**** Supplied passage
A market for these types of high-energy storage may develop fairly quickly, even though it may take several decades before problems become widespread. As with major road projects, large storage systems should be built to cope with traffic growth over a long working life. That is easier to justify if the cost of adding spare capacity is low or if the design can accommodate a low-cost upgrade, both of which apply to piston storage.
Most other storage technologies have relatively high dollar per kilowatt-hour capital costs. The exception is power-to-X, which is expected to be the main competitor in networks that use high-energy storage as one of their management tools. Power-to-X will be cheaper, but piston storage should represent a better investment under realistic input and output energy values.
Within the piston storage sector itself, moving from day-ahead to week-ahead energy capacity will often be very inexpensive (see Section 2.3.1). In this case, higher energy (tens of hours) systems may become the norm, even if most of the revenue comes from day-ahead and short duration applications.

2.4.5. Long-Duration Markets (>50 h Storage Capacity)

Compared with week-ahead systems, the main additional objective is to harvest energy that would otherwise be lost from the electricity supply system. This is not much of an issue at present, but will become prevalent in networks where variable renewables are the principal energy source.
There is no doubt that strategic storage would be extremely useful and there is unlikely to be much competition from other electricity-in/out technologies at this level. As noted in Section 2.2.3, a 600 GW h strategic store equates to about half the world’s electrical energy storage capacity. It is inconceivable that half the present global PHES population would be installed in California or a large European country or a Chinese province, where 600 GW h (or more) strategic storage might be appropriate. This could be an attractive application for piston storage. The key questions are whether the cycle count and cycle value of the additional energy capacity is sufficient to justify its cost, and whether this is a better proposition than alternatives such as long-distance interconnectors or power-to-X systems.
********
**** Data excerpts
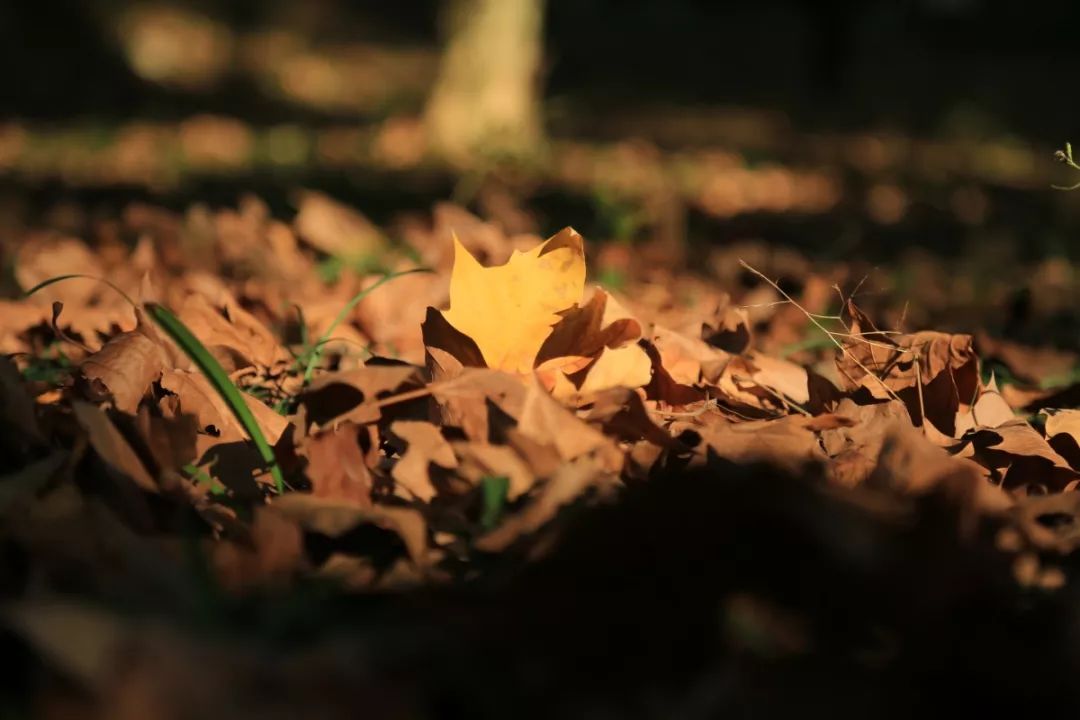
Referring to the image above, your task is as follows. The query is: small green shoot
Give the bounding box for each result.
[180,463,228,495]
[480,475,510,530]
[23,273,138,308]
[301,268,431,386]
[146,302,285,494]
[1051,142,1080,190]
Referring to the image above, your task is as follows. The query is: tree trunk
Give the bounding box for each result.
[426,0,544,164]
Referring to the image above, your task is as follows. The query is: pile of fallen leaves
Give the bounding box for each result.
[0,194,1080,717]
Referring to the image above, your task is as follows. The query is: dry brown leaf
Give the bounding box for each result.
[476,458,613,553]
[652,325,731,385]
[211,506,307,593]
[670,413,826,473]
[271,492,428,568]
[161,370,288,445]
[454,443,535,501]
[176,294,286,373]
[294,191,386,258]
[300,362,423,426]
[296,422,372,506]
[959,419,1080,491]
[79,313,170,415]
[71,400,160,493]
[15,233,105,308]
[390,420,458,502]
[517,382,621,471]
[836,302,978,435]
[954,378,1016,437]
[1042,408,1080,471]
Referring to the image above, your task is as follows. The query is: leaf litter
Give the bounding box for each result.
[0,193,1080,717]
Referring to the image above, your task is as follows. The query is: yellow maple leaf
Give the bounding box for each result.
[443,228,585,373]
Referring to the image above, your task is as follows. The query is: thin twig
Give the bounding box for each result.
[739,259,903,402]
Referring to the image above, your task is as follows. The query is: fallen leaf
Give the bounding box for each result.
[294,190,386,259]
[271,492,428,567]
[1042,408,1080,471]
[71,400,160,493]
[296,422,372,505]
[436,228,585,373]
[161,370,288,445]
[78,312,170,415]
[390,420,458,502]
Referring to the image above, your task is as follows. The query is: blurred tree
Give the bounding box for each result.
[426,0,544,164]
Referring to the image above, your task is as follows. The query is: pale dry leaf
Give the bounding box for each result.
[271,492,428,567]
[517,382,621,462]
[476,458,615,553]
[71,400,160,493]
[454,441,538,501]
[161,370,288,445]
[296,423,372,505]
[294,191,387,258]
[390,420,458,502]
[79,313,168,415]
[438,228,585,373]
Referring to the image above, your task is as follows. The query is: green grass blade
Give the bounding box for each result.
[480,475,510,530]
[303,268,431,385]
[146,302,285,493]
[23,272,137,308]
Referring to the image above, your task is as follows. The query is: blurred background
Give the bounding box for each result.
[0,0,1080,348]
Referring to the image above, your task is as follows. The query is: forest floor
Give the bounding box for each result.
[0,117,1080,718]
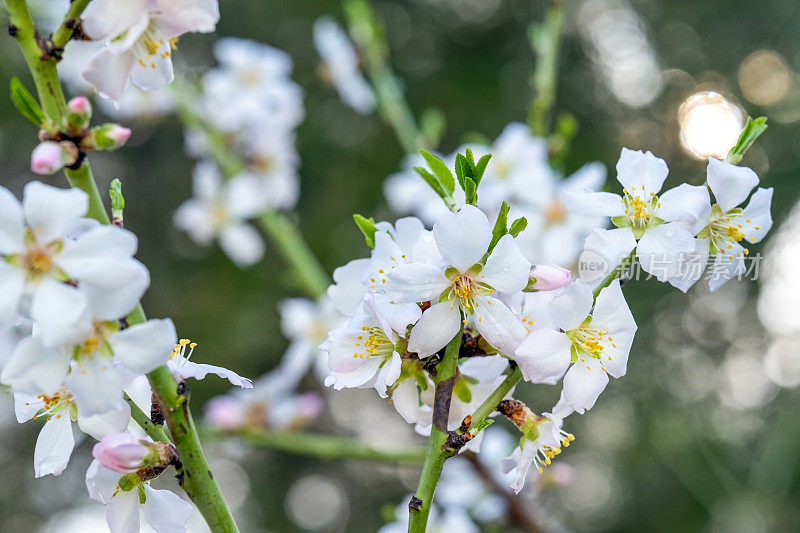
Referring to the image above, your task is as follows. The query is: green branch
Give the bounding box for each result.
[408,329,462,533]
[6,0,238,533]
[528,0,564,137]
[206,427,425,464]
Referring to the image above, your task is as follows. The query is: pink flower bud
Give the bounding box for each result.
[531,263,572,291]
[205,396,245,431]
[67,96,92,115]
[108,124,131,146]
[31,141,78,174]
[92,433,151,474]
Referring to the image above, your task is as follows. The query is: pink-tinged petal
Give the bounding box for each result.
[514,329,572,385]
[109,318,178,374]
[433,204,492,272]
[733,187,772,244]
[386,263,450,302]
[617,148,669,197]
[33,410,75,477]
[0,187,25,254]
[562,190,625,217]
[654,183,711,235]
[636,222,695,281]
[550,280,594,331]
[22,181,89,244]
[706,159,758,212]
[477,235,531,294]
[219,223,264,267]
[408,302,461,357]
[562,357,608,414]
[142,485,194,533]
[474,296,526,356]
[83,48,136,100]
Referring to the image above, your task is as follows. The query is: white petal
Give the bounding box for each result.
[408,302,461,357]
[0,335,71,394]
[514,329,572,385]
[478,235,531,294]
[738,187,772,243]
[64,354,125,417]
[22,181,89,243]
[106,489,140,533]
[617,148,669,197]
[83,48,136,100]
[142,485,194,533]
[433,204,492,272]
[31,278,92,346]
[706,159,758,212]
[173,361,253,389]
[562,190,625,217]
[550,280,594,331]
[654,183,711,235]
[563,357,608,414]
[109,318,178,374]
[386,263,450,302]
[0,258,25,326]
[33,409,75,477]
[472,296,526,356]
[219,224,264,267]
[636,222,695,281]
[0,187,25,254]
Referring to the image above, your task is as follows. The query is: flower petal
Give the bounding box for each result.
[408,302,461,357]
[33,411,75,477]
[476,296,526,356]
[433,204,492,272]
[706,159,758,213]
[109,318,178,374]
[478,235,531,294]
[514,329,572,385]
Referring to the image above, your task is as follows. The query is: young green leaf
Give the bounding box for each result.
[725,117,767,165]
[10,76,46,127]
[353,214,378,248]
[508,217,528,237]
[487,202,509,253]
[419,150,456,194]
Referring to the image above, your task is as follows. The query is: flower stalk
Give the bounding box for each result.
[6,0,238,533]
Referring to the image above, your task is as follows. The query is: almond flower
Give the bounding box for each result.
[669,159,772,292]
[81,0,219,100]
[387,205,531,357]
[564,148,710,281]
[515,280,636,414]
[0,181,150,348]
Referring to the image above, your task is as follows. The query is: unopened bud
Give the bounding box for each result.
[525,263,572,292]
[92,433,152,474]
[65,96,92,132]
[31,141,78,175]
[82,124,131,150]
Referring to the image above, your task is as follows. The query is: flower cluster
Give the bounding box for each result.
[321,143,772,492]
[384,123,606,267]
[174,38,304,266]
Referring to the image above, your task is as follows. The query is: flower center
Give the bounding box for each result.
[353,326,394,359]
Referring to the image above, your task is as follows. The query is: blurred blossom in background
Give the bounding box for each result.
[0,0,800,533]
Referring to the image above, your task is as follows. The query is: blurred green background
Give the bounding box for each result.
[0,0,800,532]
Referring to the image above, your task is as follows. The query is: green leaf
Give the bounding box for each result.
[419,150,456,194]
[725,117,767,165]
[487,202,509,253]
[353,214,378,248]
[10,76,47,128]
[472,154,492,185]
[508,217,528,237]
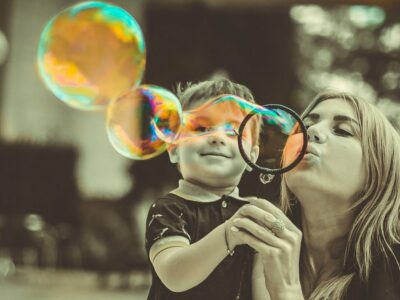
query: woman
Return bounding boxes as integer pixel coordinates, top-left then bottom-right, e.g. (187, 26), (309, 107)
(228, 92), (400, 300)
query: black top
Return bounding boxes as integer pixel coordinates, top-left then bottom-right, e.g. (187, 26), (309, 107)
(146, 193), (253, 300)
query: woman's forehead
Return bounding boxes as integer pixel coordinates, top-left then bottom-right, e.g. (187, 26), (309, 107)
(305, 98), (358, 120)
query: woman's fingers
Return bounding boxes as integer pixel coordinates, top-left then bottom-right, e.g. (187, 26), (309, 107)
(236, 227), (279, 255)
(248, 198), (299, 232)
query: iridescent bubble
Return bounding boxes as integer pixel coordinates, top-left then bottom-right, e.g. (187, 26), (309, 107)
(37, 2), (146, 110)
(239, 104), (307, 174)
(106, 85), (182, 160)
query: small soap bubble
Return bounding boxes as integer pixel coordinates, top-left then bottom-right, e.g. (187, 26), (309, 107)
(106, 85), (182, 160)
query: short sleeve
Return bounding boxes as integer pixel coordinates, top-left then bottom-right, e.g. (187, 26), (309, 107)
(146, 197), (192, 261)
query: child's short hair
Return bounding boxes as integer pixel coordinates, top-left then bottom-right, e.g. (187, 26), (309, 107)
(176, 78), (260, 144)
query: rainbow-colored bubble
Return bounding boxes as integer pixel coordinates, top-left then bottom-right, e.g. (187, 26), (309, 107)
(106, 85), (182, 160)
(37, 2), (146, 110)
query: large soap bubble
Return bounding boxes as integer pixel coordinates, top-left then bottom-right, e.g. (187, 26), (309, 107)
(106, 85), (182, 160)
(37, 2), (146, 110)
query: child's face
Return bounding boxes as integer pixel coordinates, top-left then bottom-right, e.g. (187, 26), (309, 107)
(166, 105), (258, 188)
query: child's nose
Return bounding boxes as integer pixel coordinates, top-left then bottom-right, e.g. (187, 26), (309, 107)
(208, 131), (226, 145)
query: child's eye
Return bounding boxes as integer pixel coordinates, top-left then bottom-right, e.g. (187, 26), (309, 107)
(194, 126), (210, 132)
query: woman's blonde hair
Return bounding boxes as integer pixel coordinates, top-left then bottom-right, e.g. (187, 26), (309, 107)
(281, 91), (400, 300)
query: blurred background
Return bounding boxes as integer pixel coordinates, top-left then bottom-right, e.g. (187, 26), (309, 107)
(0, 0), (400, 300)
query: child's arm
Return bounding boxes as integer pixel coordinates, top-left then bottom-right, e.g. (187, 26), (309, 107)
(251, 254), (271, 300)
(153, 224), (228, 292)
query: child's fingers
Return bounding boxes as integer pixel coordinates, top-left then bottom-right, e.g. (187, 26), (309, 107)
(232, 218), (284, 248)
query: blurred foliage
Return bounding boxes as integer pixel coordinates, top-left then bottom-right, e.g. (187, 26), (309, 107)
(290, 5), (400, 130)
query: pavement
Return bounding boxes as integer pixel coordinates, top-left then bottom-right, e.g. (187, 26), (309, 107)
(0, 268), (150, 300)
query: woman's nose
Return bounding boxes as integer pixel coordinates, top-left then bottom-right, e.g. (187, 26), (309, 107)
(307, 125), (326, 143)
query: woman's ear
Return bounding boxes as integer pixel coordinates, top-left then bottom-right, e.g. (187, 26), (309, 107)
(167, 144), (179, 164)
(246, 145), (260, 172)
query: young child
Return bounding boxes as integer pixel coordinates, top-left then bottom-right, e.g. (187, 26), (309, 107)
(146, 79), (259, 300)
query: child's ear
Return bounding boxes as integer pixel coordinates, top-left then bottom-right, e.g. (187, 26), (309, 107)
(246, 146), (260, 172)
(167, 144), (179, 164)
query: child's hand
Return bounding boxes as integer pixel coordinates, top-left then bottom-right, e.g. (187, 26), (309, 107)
(225, 197), (268, 251)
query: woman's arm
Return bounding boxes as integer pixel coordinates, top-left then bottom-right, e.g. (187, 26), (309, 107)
(251, 253), (271, 300)
(153, 224), (228, 292)
(233, 199), (304, 300)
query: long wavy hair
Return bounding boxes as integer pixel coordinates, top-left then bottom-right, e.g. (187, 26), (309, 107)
(281, 91), (400, 300)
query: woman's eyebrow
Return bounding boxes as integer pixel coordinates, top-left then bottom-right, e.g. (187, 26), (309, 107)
(304, 113), (360, 126)
(333, 115), (360, 126)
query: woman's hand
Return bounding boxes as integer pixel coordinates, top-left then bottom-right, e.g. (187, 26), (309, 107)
(230, 198), (303, 300)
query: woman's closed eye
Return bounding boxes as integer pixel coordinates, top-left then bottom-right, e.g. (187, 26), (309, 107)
(333, 127), (354, 136)
(193, 125), (211, 132)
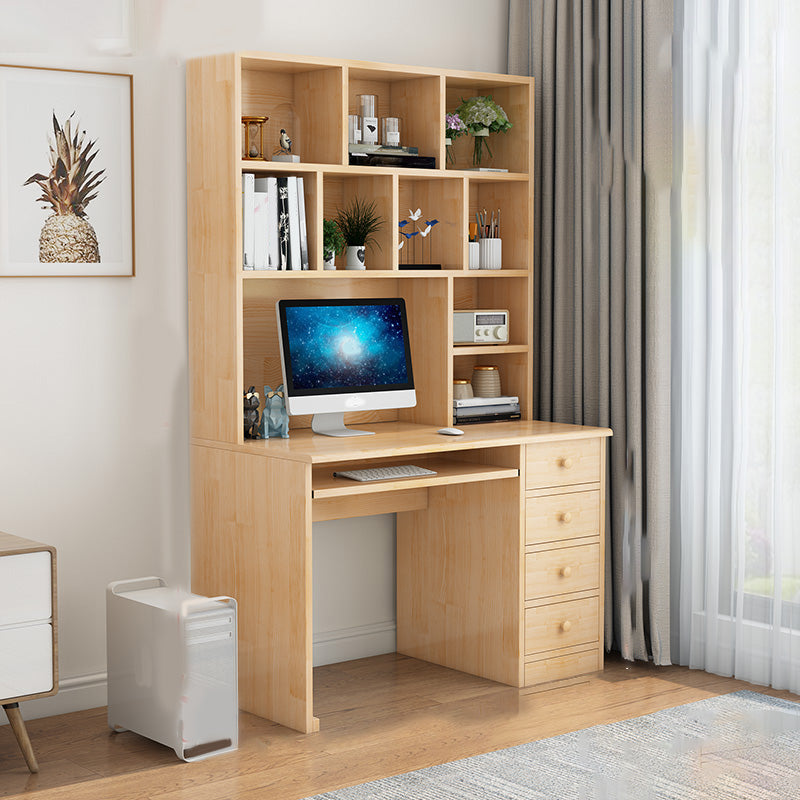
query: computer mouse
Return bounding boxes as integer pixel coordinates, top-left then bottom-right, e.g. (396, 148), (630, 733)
(436, 428), (464, 436)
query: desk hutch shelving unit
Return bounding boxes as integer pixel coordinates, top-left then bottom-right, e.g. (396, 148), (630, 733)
(187, 53), (610, 731)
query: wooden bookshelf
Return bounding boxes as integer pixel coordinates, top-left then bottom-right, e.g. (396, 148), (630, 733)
(186, 53), (533, 443)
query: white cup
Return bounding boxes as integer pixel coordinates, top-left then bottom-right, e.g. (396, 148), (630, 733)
(478, 239), (503, 269)
(468, 242), (481, 269)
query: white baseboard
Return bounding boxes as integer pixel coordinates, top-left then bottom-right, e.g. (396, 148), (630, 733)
(314, 620), (397, 667)
(0, 672), (108, 725)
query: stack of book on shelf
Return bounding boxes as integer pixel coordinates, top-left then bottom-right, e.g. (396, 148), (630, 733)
(242, 172), (308, 270)
(453, 397), (520, 425)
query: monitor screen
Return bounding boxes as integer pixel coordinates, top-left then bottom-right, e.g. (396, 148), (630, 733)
(277, 298), (416, 434)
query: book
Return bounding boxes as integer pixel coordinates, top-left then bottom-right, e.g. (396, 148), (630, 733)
(286, 175), (303, 270)
(242, 172), (256, 269)
(297, 176), (309, 269)
(453, 403), (520, 417)
(277, 178), (291, 269)
(256, 178), (280, 269)
(453, 395), (519, 408)
(453, 411), (522, 425)
(253, 189), (269, 269)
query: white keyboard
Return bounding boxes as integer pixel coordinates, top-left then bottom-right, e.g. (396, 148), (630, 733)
(333, 464), (436, 481)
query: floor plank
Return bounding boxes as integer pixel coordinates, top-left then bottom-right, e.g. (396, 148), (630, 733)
(0, 654), (798, 800)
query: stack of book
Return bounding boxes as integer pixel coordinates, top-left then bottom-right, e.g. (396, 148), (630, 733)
********
**Set problem**
Print the stretch of the energy storage passage from "There is no" through "or power-to-X systems.", copying it word for word.

**Response to this exercise**
There is no doubt that strategic storage would be extremely useful and there is unlikely to be much competition from other electricity-in/out technologies at this level. As noted in Section 2.2.3, a 600 GW h strategic store equates to about half the world’s electrical energy storage capacity. It is inconceivable that half the present global PHES population would be installed in California or a large European country or a Chinese province, where 600 GW h (or more) strategic storage might be appropriate. This could be an attractive application for piston storage. The key questions are whether the cycle count and cycle value of the additional energy capacity is sufficient to justify its cost, and whether this is a better proposition than alternatives such as long-distance interconnectors or power-to-X systems.